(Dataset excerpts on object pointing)
-- Start --

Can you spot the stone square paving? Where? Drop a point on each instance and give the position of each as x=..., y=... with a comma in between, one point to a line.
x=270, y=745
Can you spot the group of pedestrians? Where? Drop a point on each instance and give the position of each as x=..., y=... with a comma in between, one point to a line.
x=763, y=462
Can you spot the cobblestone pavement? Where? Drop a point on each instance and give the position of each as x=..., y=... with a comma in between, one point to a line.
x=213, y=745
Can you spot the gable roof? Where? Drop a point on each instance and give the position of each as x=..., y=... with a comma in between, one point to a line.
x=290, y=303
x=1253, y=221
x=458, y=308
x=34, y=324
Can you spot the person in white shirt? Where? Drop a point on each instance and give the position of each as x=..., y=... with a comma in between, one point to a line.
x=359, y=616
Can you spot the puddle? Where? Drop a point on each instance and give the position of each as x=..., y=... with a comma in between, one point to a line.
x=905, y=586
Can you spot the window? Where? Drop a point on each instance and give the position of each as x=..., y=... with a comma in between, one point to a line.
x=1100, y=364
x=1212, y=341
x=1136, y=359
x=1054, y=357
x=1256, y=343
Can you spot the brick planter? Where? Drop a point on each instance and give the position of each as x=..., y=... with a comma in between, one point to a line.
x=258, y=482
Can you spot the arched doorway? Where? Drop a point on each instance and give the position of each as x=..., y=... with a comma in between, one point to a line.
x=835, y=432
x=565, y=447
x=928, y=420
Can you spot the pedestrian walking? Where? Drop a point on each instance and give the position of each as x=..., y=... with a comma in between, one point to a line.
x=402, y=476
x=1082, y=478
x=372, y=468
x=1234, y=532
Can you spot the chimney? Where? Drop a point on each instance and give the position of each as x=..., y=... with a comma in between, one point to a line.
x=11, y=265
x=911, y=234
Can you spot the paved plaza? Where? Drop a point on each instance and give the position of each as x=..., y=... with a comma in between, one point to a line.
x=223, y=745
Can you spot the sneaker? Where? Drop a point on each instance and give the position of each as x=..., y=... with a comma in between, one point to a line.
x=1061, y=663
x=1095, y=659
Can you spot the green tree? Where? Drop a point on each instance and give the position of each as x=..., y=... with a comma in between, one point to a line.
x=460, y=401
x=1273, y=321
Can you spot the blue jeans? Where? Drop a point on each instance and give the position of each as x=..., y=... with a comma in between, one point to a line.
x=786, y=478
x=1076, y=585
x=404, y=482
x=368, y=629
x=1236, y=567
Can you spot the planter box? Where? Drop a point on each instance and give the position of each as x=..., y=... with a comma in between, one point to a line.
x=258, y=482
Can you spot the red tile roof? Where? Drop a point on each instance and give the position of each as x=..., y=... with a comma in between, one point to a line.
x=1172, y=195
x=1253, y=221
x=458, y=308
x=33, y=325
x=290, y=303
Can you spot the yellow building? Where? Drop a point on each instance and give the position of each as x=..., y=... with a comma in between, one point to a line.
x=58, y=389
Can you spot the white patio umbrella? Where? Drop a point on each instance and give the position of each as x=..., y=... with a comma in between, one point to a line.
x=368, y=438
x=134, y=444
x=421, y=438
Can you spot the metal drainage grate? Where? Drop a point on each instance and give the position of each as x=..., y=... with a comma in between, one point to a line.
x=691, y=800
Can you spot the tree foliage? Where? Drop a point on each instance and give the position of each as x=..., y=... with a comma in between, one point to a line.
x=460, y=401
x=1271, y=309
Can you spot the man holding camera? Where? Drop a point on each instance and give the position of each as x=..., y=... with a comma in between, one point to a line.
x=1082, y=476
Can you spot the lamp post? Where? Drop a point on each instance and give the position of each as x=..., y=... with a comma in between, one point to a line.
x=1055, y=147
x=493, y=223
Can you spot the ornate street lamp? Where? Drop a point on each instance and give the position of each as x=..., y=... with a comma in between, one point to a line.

-- End --

* **What the task requires**: Write out the records above exactly as they appear, every line of every record.

* **Exercise result**:
Can you spot the stone square paving? Where? Drop a point on each instance and give the position of each as x=..., y=... with a comma in between, one point to a line.
x=270, y=745
Can you spot the group of pedestrians? Where? Drop a point on each instance and give the position of each as x=..., y=... with a comma in between, one point to a line.
x=763, y=462
Can you spot the cobblestone pavement? Where? Drop a point on each instance and give the position of each as x=..., y=... with a comma in between, one point to a line.
x=213, y=745
Can you spot the gable roof? Where? Drop a point on each instance and give the position of each as x=..., y=... with a comma in between, one point to a line.
x=290, y=303
x=1253, y=221
x=458, y=308
x=34, y=324
Can you spot the person in white shirt? Where? Drop a point on each instance and give the position of each as x=..., y=... with a comma in between, one point to a line.
x=359, y=616
Can you spot the puddle? Where? Drop a point on each instance and give the position of each as x=..., y=... with a comma in between, one point to a line.
x=905, y=586
Can you spot the window? Where? Drop a point on each instance and give the position of each as x=..., y=... with a comma in between, one point to a line.
x=1100, y=364
x=1212, y=341
x=1136, y=359
x=1054, y=357
x=1256, y=343
Can you spot the brick planter? Where? Drop a point on each instance and give the position of each as x=..., y=... with a comma in between, one point to a line.
x=258, y=482
Can you spot the arched doorway? Where? Drop a point on each instance and give the position of each as x=..., y=... with a comma in between, one point to a line.
x=835, y=432
x=565, y=447
x=928, y=420
Can you spot the pedestrian walking? Where? Drop a point on each instance and give the position of each as x=..., y=... with a comma in between, one point to a line.
x=402, y=476
x=1082, y=478
x=372, y=468
x=1234, y=532
Can you spot the chimney? Where? Drop a point on each instance and give the position of each as x=..., y=... with a comma in between, one point to a line.
x=11, y=265
x=911, y=234
Can you spot the paved plaza? Where? Drop a point on each instance and give the position of each as x=..., y=... with a comma in between, one point to a line.
x=223, y=745
Can you spot the sneaker? Where? Drop a point on each instance and give the position of each as x=..., y=... with a comma in between, one point to a line.
x=1061, y=663
x=1095, y=659
Can you spot the green tree? Where? Drop a point on each instance and give the position of each as x=..., y=... with a comma in between, one point to a line.
x=460, y=401
x=1273, y=321
Can you spot the blue jeans? Where? Drop a point on each instance and give the position of each as x=..., y=... with a comma in between, one point to a line.
x=786, y=478
x=1076, y=585
x=404, y=482
x=368, y=629
x=1236, y=567
Can you spot the planter box? Where? Drop a point on each instance and give the position of each as x=..., y=... with a comma in between, one point to a line.
x=258, y=482
Can you spot the red tile roof? Where? Drop a point on each instance and give the position of each as x=..., y=... with a comma in between, one point to a line.
x=1172, y=195
x=1253, y=221
x=458, y=308
x=33, y=325
x=290, y=303
Can you spot the yellow building? Where? Drop a point on each instance and give the position of each as x=..., y=... with a comma in between, one point to a line.
x=58, y=389
Can you spot the white patio umbrella? Where? Drop a point on each instance and give the position of each as x=..., y=... with a comma in between, one point to a line.
x=368, y=438
x=134, y=444
x=421, y=438
Can you spot the metal drainage grate? Where? Drop a point on each instance and give the position of each as x=..., y=... with a comma in between, one point to a line.
x=691, y=800
Can you spot the tree foliage? Where? Drop a point on each instance and give the position of each as x=..., y=... with a comma in between, one point to a line.
x=460, y=401
x=1271, y=309
Can you spot the man holding camera? Where? Drop a point on each instance and give the position of each as x=..., y=... with a comma in between, one point to a line.
x=1082, y=476
Can you spot the lamp post? Where? Drop a point on each instance and give the position of each as x=..., y=... with a comma in between, one point to a line.
x=1055, y=147
x=493, y=223
Can you spot the ornate street lamp? Where? Drop a point on each instance and give the position of each as x=..., y=... with a comma in between, one point to a line.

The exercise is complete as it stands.